**Data for analysis**

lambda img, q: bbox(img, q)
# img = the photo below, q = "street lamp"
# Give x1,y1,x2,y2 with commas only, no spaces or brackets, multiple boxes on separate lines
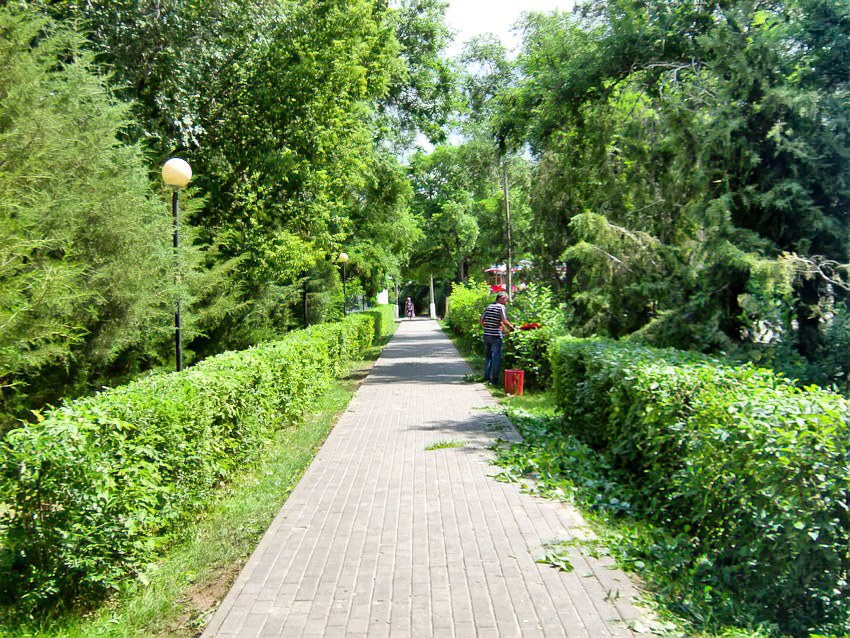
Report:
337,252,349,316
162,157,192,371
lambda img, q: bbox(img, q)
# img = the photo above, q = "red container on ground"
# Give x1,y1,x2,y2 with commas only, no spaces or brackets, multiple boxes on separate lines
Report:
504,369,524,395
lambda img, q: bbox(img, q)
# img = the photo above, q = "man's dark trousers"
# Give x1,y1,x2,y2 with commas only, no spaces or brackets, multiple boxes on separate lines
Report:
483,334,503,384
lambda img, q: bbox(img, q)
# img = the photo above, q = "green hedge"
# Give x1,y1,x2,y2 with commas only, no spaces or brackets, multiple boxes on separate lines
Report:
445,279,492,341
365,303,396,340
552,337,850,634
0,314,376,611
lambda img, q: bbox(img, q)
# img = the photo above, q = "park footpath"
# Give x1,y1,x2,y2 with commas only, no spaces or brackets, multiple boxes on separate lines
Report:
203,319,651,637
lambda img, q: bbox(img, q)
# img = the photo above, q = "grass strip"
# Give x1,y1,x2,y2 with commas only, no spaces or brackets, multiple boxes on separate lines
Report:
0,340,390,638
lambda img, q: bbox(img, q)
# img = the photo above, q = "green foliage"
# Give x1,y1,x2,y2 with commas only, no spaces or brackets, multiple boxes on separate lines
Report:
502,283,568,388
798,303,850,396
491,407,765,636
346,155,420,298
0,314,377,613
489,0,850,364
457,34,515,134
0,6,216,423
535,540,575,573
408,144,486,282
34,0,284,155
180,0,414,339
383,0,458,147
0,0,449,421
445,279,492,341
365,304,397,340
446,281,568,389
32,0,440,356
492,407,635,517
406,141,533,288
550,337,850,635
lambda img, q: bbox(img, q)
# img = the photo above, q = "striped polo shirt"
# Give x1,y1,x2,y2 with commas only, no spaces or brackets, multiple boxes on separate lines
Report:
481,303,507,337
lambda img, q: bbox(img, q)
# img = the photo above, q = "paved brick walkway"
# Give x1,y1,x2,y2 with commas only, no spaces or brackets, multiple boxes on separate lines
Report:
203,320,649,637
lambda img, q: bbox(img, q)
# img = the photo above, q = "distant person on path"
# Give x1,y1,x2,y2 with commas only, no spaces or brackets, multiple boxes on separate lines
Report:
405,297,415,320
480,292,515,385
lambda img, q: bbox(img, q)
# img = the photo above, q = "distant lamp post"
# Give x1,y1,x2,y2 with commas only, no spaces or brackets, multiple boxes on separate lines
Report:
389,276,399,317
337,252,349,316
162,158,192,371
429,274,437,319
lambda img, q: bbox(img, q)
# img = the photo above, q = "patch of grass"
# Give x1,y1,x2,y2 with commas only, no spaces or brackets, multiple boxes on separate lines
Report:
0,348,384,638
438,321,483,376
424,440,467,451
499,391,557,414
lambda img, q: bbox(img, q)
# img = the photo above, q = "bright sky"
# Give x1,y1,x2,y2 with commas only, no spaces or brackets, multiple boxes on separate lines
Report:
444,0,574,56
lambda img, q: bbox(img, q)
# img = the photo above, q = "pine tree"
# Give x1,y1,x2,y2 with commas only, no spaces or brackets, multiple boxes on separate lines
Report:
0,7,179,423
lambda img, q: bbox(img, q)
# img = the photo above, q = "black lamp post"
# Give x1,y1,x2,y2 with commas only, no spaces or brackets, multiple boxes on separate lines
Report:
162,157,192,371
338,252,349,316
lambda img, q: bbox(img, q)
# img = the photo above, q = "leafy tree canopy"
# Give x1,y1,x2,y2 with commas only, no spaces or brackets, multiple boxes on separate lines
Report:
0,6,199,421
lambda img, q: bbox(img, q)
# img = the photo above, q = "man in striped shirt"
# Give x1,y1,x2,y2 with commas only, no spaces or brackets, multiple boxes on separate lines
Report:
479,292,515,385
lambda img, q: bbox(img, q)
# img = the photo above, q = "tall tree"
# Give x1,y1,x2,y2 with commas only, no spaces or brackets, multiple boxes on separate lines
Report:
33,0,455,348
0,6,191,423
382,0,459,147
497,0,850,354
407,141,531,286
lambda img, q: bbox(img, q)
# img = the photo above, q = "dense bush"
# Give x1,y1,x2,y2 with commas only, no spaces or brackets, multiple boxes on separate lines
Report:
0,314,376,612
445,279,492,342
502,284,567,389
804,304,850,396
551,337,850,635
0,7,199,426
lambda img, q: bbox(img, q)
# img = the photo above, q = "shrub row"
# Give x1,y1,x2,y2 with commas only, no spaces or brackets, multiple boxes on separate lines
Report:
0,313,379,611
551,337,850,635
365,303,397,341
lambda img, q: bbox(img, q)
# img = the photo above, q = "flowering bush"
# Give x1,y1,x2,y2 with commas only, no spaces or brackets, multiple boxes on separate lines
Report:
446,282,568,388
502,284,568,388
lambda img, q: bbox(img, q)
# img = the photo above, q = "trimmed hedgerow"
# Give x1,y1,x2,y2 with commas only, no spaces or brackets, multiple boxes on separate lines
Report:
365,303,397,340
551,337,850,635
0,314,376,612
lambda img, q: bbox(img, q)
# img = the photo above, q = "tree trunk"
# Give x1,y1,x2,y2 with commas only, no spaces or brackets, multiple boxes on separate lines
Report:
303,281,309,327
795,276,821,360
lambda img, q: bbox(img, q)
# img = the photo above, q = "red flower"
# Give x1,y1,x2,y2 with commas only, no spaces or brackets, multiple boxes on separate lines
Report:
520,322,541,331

**What you are asked to do**
Copy out the material above in full and exactly, but with no pictures.

**Solution**
lambda img, q: bbox(img, q)
# img = the photo below, q = "street lamp"
# Give x1,y1,x2,y2 with commas only, no spaces or brackets, multiple boxes on separate lines
Report:
337,252,349,316
162,157,192,371
lambda img, q: bbox(img, q)
# img = the photo above, q = "red container on ground"
# Give x1,y1,x2,y2 with commas only, no spaces or brackets, multiple boxes on separate lines
Report:
504,369,524,395
lambda img, q: bbox(img, q)
# img = the photo above, q = "man's dark trousers"
# Give x1,y1,x2,y2 with commas only, no spaces or brackets, multiple boxes on separate lines
Report:
483,334,503,384
lambda img, q: bbox(img, q)
# img = the photo above, q = "green hedge"
# Give x1,y1,x2,y2 with commas only, no spaces or brackets, multiple boxes on separate lines
Report:
445,279,492,341
365,303,396,340
552,337,850,634
0,314,376,611
lambda img, q: bbox(img, q)
# img = the photo above, q = "park footpath"
# Give x1,y1,x2,y2 with commas only, no spaces or brackets, multiple boxes on separate lines
Report:
203,319,651,637
lambda img, q: bbox(img, q)
# img = the photo above, q = "grass strip"
# Give x1,y1,x2,y2 with commas only, no spaces or brackets, multiple boxes on separate lines
Report:
0,340,390,638
lambda img, q: bbox(img, q)
# img = the photo above, q = "green foliage"
# Give x1,y1,x2,y2 with commas only, no spaces or brackets, multiple boxes on separate lines
Report:
502,283,568,388
798,303,850,396
491,407,765,636
346,155,420,298
0,314,377,613
489,0,850,364
457,34,515,134
0,6,216,423
535,540,575,573
408,144,486,282
34,0,284,155
180,0,414,339
383,0,458,147
0,0,449,421
445,279,492,341
365,304,397,340
446,281,568,389
32,0,440,356
492,407,635,517
406,141,533,288
550,337,850,635
lambda img, q: bbox(img, q)
# img = the photo above, q = "striped polo shirt"
# Give x1,y1,x2,y2 with commas only, no spaces or brackets, multiple boxes on separate lines
Report:
481,303,507,337
lambda img, q: bbox(img, q)
# img = the photo above, q = "paved brick walkway"
# Give x1,y1,x2,y2 with commas only, no spaces or brackets, multiple boxes on separate lines
Report:
203,320,649,637
lambda img, q: bbox(img, q)
# img = the photo above, q = "distant person on path"
# Give x1,y1,x2,y2 with commas only, no spaces or brackets, multiple boxes on separate lines
Report:
405,297,415,320
480,292,515,385
lambda img, q: bbox(img, q)
# img = the photo above, q = "distant lamp post"
# Give x1,y1,x2,y2 with commas only, no spaces or brackets, multiple boxes on separate lines
Report:
389,276,399,317
337,252,349,316
162,158,192,371
429,274,437,319
lambda img, q: bbox(img, q)
# img = the photo above, q = "patch of grass"
# Give x1,y1,x2,y2 with commas only, no spaces or brackets, multiple boxes on separate lines
Report:
0,348,384,638
438,321,483,376
424,440,467,451
499,391,557,414
lambda img, q: bbox(img, q)
# img = the photo above, q = "bright sky"
# Give x1,y1,x2,y2 with commas only, no spaces or brackets, multiple boxes on separate lines
Report:
444,0,574,56
lambda img, q: bbox(img, q)
# img = the photo above, q = "pine tree"
# Give x1,y1,x2,y2 with commas only, no spaces or brackets, multiple boxes on separate lines
Report:
0,7,179,423
lambda img, q: bbox(img, q)
# img = the photo above, q = "black lamp post"
# Give x1,y1,x2,y2 with commas only, no spaces or brackets, multiple boxes on separate lines
Report:
162,157,192,371
338,252,349,316
lambda img, q: bbox(img, q)
# img = the photo above, q = "leafy tree canopy"
# Give x1,y1,x2,y2 with commas only, no spaces or brackets, multiple boxes on separate lines
Report:
0,6,199,421
lambda img, q: bbox(img, q)
# img = the photo above, q = "man in striped shirt"
# Give x1,y1,x2,y2 with commas only, no spaces or brackets, multiple boxes on separate lines
Report:
479,292,515,385
lambda img, q: bbox(img, q)
# img = the photo above, q = "tall tree"
# Give x1,y1,x2,y2 with commas only, no spaces or brackets, multiple boxes on separate lines
Report:
33,0,455,348
0,6,191,423
382,0,459,147
497,0,850,354
407,141,531,286
lambda img, q: bbox(img, q)
# img = the photo above, q = "dense bush"
# Give x1,y1,x2,y2 with commas only, no spaces or brackets, multiple boxes on separate lines
Report:
0,314,376,612
445,279,492,342
502,284,567,389
804,304,850,396
551,337,850,635
0,7,199,426
lambda img, q: bbox(img, q)
# img = the photo above, q = "shrub row"
# Give x1,y1,x2,y2 with commas only, no spaces or brackets, multiple boxes on separate lines
Report:
0,313,379,611
551,337,850,635
365,303,397,341
lambda img, q: bbox(img, q)
# img = the photo above, q = "flowering bush"
# Give x1,y1,x2,y2 with commas only, no spaces or brackets, multiple boxes on separate lines
Report:
446,282,568,388
502,284,568,388
lambda img, q: bbox(img, q)
# img = the photo above, q = "trimmed hedgerow"
# Give x1,y1,x2,y2 with commas only, no spaces or brackets, multiple boxes on separate lines
Report:
365,303,397,340
551,337,850,635
0,314,376,612
lambda img, q: bbox(img, q)
# img = the photo above, q = "tree trunk"
# Give x1,y1,x2,y2 with commas only, no spaces or brackets, multiple boxes on separate lines
Report:
303,281,309,327
795,276,821,360
lambda img, q: bbox(img, q)
# img = the photo above, q = "red flower"
# Give x1,y1,x2,y2 with commas only, no spaces or brackets, multiple boxes on separate lines
Report:
520,322,541,331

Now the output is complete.